**LATIHAN TERTULIS A:**
Menurut artikel tentang pengelolaan sampah di bawah ini, berapa banyak sampah per hari yang diproyeksikan mampu diolah RDF Plant Rorotan?

**BAGIAN DOKUMEN:**
"""
Rabu 05 Mar 2025 19:57 WIB

KLH Ingatkan Industri Kelola Sampah Secara Berkelanjutan

Produsen diharapkan dapat menjalankan EPR.

Rep: Mgrol156/ Red: Satria K Yudha
Dua pekerja mengoperasikan mesin pengolahan sampah di Refuse Derived Fuel (RDF) Plant Rorotan, Jakarta, Selasa (25/2/2025). RDF Plant Rorotan yang dibangun dengan biaya Rp1,28 triliun tersebut diproyeksikan mampu mengolah sampah sebanyak 2.500 ton per hari dikonversi menjadi bahan bakar alternatif sehingga mengurangi beban TPST Bantar Gebang.
Foto: ANTARA FOTO/Sulthony Hasanuddin
Dua pekerja mengoperasikan mesin pengolahan sampah di Refuse Derived Fuel (RDF) Plant Rorotan, Jakarta, Selasa (25/2/2025). RDF Plant Rorotan yang dibangun dengan biaya Rp1,28 triliun tersebut diproyeksikan mampu mengolah sampah sebanyak 2.500 ton per hari dikonversi menjadi bahan bakar alternatif sehingga mengurangi beban TPST Bantar Gebang.

REPUBLIKA.CO.ID,  JAKARTA -- Sektor industri memiliki peran krusial dalam mendukung pengelolaan sampah yang lebih berkelanjutan di tengah meningkatnya volume sampah di Indonesia. Dengan regulasi yang semakin ketat dan kesadaran lingkungan yang terus berkembang, perusahaan dituntut untuk berkontribusi dalam mengurangi limbah, menerapkan prinsip ekonomi sirkular, serta berinovasi dalam sistem pengolahan sampah. 

Direktur Penanganan Sampah Kementerian Lingkungan Hidup (LH) Novrizal menegaskan, pengelolaan sampah harus dilakukan melalui kolaborasi yang luas, tidak hanya menjadi tugas pemerintah, tetapi juga melibatkan masyarakat serta berbagai sektor industri. Salah satu kebijakan yang telah diatur dalam undang-undang adalah tanggung jawab produsen atau yang dikenal sebagai Extended Producer Responsibility (EPR).
"""
**KUTIPAN ENTRI:**
"""
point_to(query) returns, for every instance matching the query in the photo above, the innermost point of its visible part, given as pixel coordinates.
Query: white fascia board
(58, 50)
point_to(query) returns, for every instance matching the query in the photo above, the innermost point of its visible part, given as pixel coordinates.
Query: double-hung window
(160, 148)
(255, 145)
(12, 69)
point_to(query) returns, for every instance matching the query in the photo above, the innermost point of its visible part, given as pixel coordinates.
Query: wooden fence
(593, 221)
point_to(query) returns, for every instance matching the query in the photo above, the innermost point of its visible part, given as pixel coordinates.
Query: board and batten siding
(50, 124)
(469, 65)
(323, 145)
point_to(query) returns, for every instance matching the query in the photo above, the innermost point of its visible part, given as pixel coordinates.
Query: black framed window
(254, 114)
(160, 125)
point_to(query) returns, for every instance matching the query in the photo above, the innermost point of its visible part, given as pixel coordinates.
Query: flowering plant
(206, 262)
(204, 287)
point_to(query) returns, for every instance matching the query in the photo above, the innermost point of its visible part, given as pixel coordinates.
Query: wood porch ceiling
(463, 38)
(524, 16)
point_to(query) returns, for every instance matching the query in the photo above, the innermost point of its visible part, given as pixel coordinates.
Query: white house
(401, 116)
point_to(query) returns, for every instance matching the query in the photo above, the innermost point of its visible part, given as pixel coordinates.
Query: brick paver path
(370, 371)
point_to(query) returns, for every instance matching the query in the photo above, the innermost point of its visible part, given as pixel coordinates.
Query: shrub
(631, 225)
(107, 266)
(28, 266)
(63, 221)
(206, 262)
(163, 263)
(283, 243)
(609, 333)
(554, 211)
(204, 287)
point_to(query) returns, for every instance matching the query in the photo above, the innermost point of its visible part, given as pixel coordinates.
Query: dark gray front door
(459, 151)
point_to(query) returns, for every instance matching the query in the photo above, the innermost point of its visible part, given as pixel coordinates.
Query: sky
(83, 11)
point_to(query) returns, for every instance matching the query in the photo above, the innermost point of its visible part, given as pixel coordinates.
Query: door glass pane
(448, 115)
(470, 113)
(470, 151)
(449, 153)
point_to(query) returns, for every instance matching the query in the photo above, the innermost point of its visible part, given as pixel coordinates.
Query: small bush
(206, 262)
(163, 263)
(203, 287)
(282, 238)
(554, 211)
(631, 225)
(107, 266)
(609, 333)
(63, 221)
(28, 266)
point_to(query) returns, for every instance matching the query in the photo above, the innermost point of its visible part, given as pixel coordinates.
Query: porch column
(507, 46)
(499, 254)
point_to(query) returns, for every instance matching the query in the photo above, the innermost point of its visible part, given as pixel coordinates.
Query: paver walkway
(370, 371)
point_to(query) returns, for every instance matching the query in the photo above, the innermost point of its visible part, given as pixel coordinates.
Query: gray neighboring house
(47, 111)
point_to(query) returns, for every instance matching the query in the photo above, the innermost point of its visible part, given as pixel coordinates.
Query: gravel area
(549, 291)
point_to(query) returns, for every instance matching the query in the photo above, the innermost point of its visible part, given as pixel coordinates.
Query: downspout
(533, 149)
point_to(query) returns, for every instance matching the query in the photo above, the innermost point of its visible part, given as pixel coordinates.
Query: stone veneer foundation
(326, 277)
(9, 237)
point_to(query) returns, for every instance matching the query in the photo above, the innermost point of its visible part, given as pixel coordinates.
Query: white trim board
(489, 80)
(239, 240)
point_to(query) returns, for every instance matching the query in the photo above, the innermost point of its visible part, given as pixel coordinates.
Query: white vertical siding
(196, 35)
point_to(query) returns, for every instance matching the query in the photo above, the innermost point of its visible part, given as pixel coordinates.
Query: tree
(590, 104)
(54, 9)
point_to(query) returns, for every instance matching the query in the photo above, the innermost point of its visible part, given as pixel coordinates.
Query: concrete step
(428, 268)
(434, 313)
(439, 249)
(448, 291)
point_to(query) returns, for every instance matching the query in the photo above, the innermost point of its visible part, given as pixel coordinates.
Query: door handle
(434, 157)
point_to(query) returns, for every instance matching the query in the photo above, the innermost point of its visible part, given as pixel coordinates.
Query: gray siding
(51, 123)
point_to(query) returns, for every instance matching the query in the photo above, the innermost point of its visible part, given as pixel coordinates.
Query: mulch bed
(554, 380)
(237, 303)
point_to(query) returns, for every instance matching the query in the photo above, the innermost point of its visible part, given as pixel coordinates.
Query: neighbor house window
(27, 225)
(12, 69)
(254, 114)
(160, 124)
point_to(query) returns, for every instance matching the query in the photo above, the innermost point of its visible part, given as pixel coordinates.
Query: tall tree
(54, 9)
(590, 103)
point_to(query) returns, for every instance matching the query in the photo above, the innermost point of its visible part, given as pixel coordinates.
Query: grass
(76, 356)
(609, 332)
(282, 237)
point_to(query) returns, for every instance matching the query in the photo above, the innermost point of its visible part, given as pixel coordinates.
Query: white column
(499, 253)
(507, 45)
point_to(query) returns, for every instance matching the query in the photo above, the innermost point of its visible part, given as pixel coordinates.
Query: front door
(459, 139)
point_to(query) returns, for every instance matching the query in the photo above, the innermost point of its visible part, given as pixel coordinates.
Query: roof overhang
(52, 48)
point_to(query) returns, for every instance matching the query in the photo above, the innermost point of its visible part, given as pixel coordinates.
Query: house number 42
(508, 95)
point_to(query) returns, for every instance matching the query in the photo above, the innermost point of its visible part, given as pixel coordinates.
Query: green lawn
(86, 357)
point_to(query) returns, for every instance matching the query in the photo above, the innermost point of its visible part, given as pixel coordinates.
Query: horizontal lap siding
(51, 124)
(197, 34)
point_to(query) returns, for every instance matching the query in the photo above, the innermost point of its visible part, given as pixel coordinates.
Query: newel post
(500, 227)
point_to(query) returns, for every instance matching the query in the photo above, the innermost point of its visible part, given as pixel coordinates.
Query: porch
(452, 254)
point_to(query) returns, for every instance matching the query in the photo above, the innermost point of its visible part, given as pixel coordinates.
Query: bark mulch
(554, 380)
"""
**LATIHAN TERTULIS B:**
Pilih setiap baris entri di atas yang memuat kata "board". Perbedaan huruf besar dan kecil ikut diperhitungkan.

**JAWABAN A:**
Sebanyak 2.500 ton per hari.

**JAWABAN B:**
Query: white fascia board
Query: board and batten siding
Query: white trim board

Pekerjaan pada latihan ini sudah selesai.